A third silver lining is that Roberts gave states the freedom to opt out of the Medicaid expansion envisioned by the bill.  The Act required states to expand Medicaid coverage from low-income adults with children to all individuals below 133% of the poverty level.  It punished states who chose not to expand enrollment with not only loss of the expansion funds but also loss of all Medicaid funds.  Roberts ruled that Congress can deny expansion funds but not all Medicaid funds, which would amount to roughly ten percent of state budgets.

I will vote not to expand Medicaid in this fashion, and you should hold all your elected officials in Tennessee to the same standard.  Expanding Medicaid would be fiscally irresponsible.  Congress is proposing to fund the Medicaid expansion for the first two years but not after that.  As with many federal programs, Congress offers up-front money to seduce states into making promises to their citizens that they cannot keep.  When Congress takes those dollars away, state taxpayers are left footing the bill.  That is why I am proud to have led the opposition in Tennessee to taking stimulus funds in 2009 and why I am happy to lead the opposition to federal funds again.  With your help, this time it will be a successful effort.

A fourth silver lining in the decision is that Congress remains free to repeal the Affordable Care Act if it so chooses.  Had Roberts ruled the Act unconstitutional, elected officials would have no further say in the matter.  Those of us who advocated for the appointment of Chief Justice Roberts and other justices who believe in interpreting the Constitution according to its original meaning did so in protest against Supreme Court justices who had used a Living Constitution interpretation to strike down acts of Congress with which they disagreed on mere policy grounds.  Roberts certainly has not gone down that path.  As Roberts said, Members of this Court are vested with the authority to interpret the law; we possess neither the expertise nor the prerogative to make policy judgments. Those decisions are entrusted to our Nation’s elected leaders, who can be thrown out of office if the people disagree with them. It is not our job to protect the people from the consequences of their political choices.

A fifth silver lining for Republicans is that outrage against the Affordable Care Act will help elect Mitt Romney president and help Republicans win a majority in the Senate to match their majority in the U.S. House.  The Supreme Court decision helped bring a two-year-old, highly unpopular Democratic idea back to the forefront of American voters' minds.

# Tasks and exercises
• 1. Reproduce the Affordable Care Act passage from "A fifth silver" up to and including "American voters' minds.".
• 2. Write what comes next in the Affordable Care Act passage, picking up after its final sentence.

Referring expression data:
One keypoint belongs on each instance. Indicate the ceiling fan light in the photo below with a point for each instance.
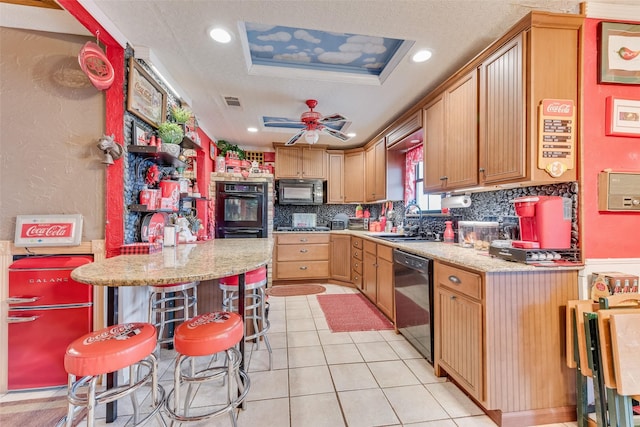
(311, 136)
(421, 56)
(220, 35)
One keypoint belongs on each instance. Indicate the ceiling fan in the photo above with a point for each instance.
(314, 123)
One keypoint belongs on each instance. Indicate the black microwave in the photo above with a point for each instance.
(301, 192)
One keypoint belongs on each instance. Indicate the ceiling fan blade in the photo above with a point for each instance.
(295, 137)
(333, 118)
(336, 133)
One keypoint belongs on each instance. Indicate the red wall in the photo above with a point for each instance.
(604, 234)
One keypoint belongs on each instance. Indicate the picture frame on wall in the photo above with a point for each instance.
(622, 117)
(138, 135)
(619, 53)
(145, 97)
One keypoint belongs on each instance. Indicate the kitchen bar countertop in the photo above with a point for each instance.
(183, 263)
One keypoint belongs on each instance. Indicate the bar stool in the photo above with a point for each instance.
(256, 310)
(108, 350)
(207, 335)
(171, 299)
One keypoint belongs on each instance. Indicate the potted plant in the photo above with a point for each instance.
(171, 135)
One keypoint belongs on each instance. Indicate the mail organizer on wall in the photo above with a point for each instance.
(619, 191)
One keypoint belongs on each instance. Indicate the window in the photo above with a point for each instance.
(427, 202)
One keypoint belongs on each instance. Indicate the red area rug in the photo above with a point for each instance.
(352, 313)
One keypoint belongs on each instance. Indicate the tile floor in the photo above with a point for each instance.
(320, 378)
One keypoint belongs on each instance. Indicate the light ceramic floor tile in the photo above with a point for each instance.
(306, 356)
(302, 338)
(477, 421)
(318, 410)
(310, 380)
(376, 351)
(392, 373)
(414, 404)
(328, 337)
(423, 370)
(342, 353)
(264, 413)
(352, 376)
(454, 401)
(268, 385)
(366, 408)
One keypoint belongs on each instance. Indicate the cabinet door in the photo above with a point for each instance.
(385, 288)
(502, 136)
(341, 257)
(461, 130)
(434, 145)
(288, 162)
(314, 163)
(335, 181)
(354, 177)
(460, 339)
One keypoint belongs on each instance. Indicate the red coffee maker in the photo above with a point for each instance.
(545, 222)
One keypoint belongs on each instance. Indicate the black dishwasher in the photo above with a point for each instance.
(414, 300)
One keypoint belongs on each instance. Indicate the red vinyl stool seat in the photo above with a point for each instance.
(256, 310)
(116, 347)
(207, 335)
(170, 305)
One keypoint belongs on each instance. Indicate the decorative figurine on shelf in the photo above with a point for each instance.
(184, 231)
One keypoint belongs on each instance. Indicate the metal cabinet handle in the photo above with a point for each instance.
(21, 300)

# Per-task outputs
• 1.
A fifth silver lining for Republicans is that outrage against the Affordable Care Act will help elect Mitt Romney president and help Republicans win a majority in the Senate to match their majority in the U.S. House.  The Supreme Court decision helped bring a two-year-old, highly unpopular Democratic idea back to the forefront of American voters' minds.

• 2.
I predict that the November elections will result in a Mitt Romney presidency and in Republican majorities in the House and the Senate.  But I also predict that the Affordable Care Act will not be repealed.  The reason for that is the same reason that the Act had to be rammed through Congress in a hurried fashion when it was first passed.  It takes sixty votes to do anything meaningful in the Senate.  Without sixty votes, Republicans will have a hard time repealing the Act.

The sixth silver lining is that the Roberts split decision may force Democrats to the negotiation table.  By upholding the individual mandate as a tax but striking down the requirement for states to expand Medicaid, there may be individuals caught in between the two provisions.  If states hold strong in their opposition to Medicaid expansion, there may be low-income workers who are not covered by Medicaid, who choose not to purchase health insurance, and who now will be faced with a 2.5% income tax hike.  Even pro-tax Democrats will not want to be responsible for having hit this low-income group with a tax hike.  Their desire to rewrite this provision may open the door for real, bipartisan health care reform that all Americans can be proud of.  If that occurs, this decision may be in the league with Marbury v. Madison after all.  Only time will tell.

Brian Kelsey is a Republican State Senator from Germantown and was one of 101 state legislators joining the challenge to the Affordable Care Act as Amici Curiae ("Friends of the Court") in a brief drafted by the Goldwater Institute.  He has taught constitutional law as an adjunct undergraduate instructor at the University of Memphis.